(Page extract)

All 25 are browsable — with rubrics, defaults, and sample outputs — at /evals/catalog in the dashboard.

Evaluator types

Type	How it works	When to use
`llm`	An LLM judges the trace against a rubric	Open-ended, nuanced metrics (correctness, tone)
`rule`	Deterministic code runs against the trace	Fast, cheap, reliable for structured checks (regex match, JSON schema validity, latency bounds)

Triggering an eval

Evals can be triggered three ways:

Automatically on ingest — configure evaluators to run on every trace matching a filter
On demand via the API — POST /v1/eval with a trace_id
In bulk from the dashboard — select a trace range and run an eval over them

import trulayer

client = trulayer.get_client()
result = client.run_eval(
    trace_id=trace_id,
    evaluator_type="llm",
    metric_name="correctness",
)
print(result.score, result.label, result.reasoning)

Result fields

Field	Type	Meaning
`score`	float	0.0 to 1.0 for normalized metrics; otherwise metric-defined
`label`	string	`pass` / `fail` / `warn`, or metric-defined
`reasoning`	string	For LLM evals: the evaluator’s explanation
`evaluator_version`	string	The evaluator that produced this result

Data flow for evals

LLM evals run the trace content through a judge model. Which model is called — and whose API key pays for the call — depends on your plan.

Tier	Evals available	Judge model	Whose API key
Starter	Yes (2,500 / month)	`claude-3-5-haiku` (Anthropic) or `gpt-4o-mini` (OpenAI), chosen by the evaluator	TruLayer’s platform key
Pro	Yes (50,000 / month)	`claude-3-5-haiku` (Anthropic) or `gpt-4o-mini` (OpenAI), chosen by the evaluator	TruLayer’s platform key
Team, Business, Enterprise	Yes	The judge model you configure with your BYOK credentials	Your API key (BYOK)

What this means at Starter and Pro tiers

When a Starter- or Pro-tier org triggers an LLM eval, TruLayer sends the trace input and output to the judge model using its own Anthropic or OpenAI API key. The trace content leaves TruLayer’s infrastructure on the TruLayer platform key’s account for the duration of the judge call and is subject to the judge provider’s data-processing terms. The dashboard surfaces this as a callout on the Evals page so the behaviour is visible before a run lands in production.

What this means at Team and above

Team and Enterprise plans support bring-your-own-key (BYOK). Configure your Anthropic or OpenAI credentials in Settings → Integrations and TruLayer will route every LLM eval — including the judge call — through your key. Trace content never leaves your provider account. Rule-based evals (JSON-schema, regex, latency bounds, etc.) run entirely inside TruLayer’s infrastructure at every tier — no third-party judge model, no external API call.

Eval rules

An eval rule is a standing instruction that tells TruLayer to run a specific evaluator on every matching trace automatically. Create and manage eval rules via the dashboard Evals → Evaluators tab or the POST /v1/eval-rules API. Eval rules are available on all plans. Starter tenants are limited to 3 eval rules per tenant. Attempting to create a fourth rule returns HTTP 402 with code: "eval_rules_quota_exceeded". Upgrade to Pro to remove the cap.

(The task)
Extend the TruLayer evals documentation above, picking up after its final sentence on upgrading to Pro.

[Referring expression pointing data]
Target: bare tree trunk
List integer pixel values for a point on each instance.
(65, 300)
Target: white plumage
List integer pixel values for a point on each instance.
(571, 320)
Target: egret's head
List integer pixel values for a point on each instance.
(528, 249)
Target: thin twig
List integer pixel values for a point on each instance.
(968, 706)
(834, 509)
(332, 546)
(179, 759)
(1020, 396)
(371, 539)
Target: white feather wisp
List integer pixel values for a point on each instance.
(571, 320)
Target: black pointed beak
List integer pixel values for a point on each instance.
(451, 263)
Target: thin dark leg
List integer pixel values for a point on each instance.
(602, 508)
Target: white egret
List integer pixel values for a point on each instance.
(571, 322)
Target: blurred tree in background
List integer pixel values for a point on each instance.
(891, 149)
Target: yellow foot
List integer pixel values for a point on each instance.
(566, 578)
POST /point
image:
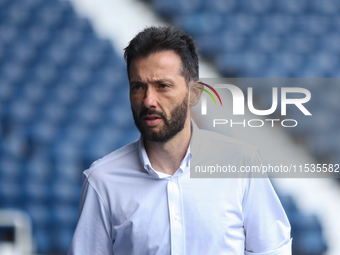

(Written answer)
EvalRule fields

Field	Type	Required	Description
`id`	uuid	—	Rule identifier (assigned on create)
`project_id`	uuid	Yes	Project this rule applies to
`metric_name`	string	Yes	Name of the evaluator to run (e.g. `correctness`, `hallucination`)
`evaluator_type`	`llm` \| `rule`	Yes	Whether the evaluator is LLM-based or deterministic
`config`	object	No	Evaluator-specific options (e.g. rubric, threshold)
`enabled`	boolean	No	Whether the rule fires on new traces. Default: `true`
`model_tier`	`cheap` \| `premium`	No	Which judge model tier to use. Default: `cheap`
`min_score_drop`	number	No	Per-rule minimum score drop required to fire a `RemediationRegression` alert. See below.
`created_at`	date-time	—	Timestamp of creation
`updated_at`	date-time	—	Timestamp of last update

`min_score_drop` — per-rule regression threshold

min_score_drop controls how sensitive the RemediationRegression detector is for this specific eval rule. When the control loop re-evaluates a remediated trace, it compares the post-remediation score against the original score. If the score has dropped, a RemediationRegression failure event fires — unless the drop is smaller than min_score_drop, in which case the event is suppressed.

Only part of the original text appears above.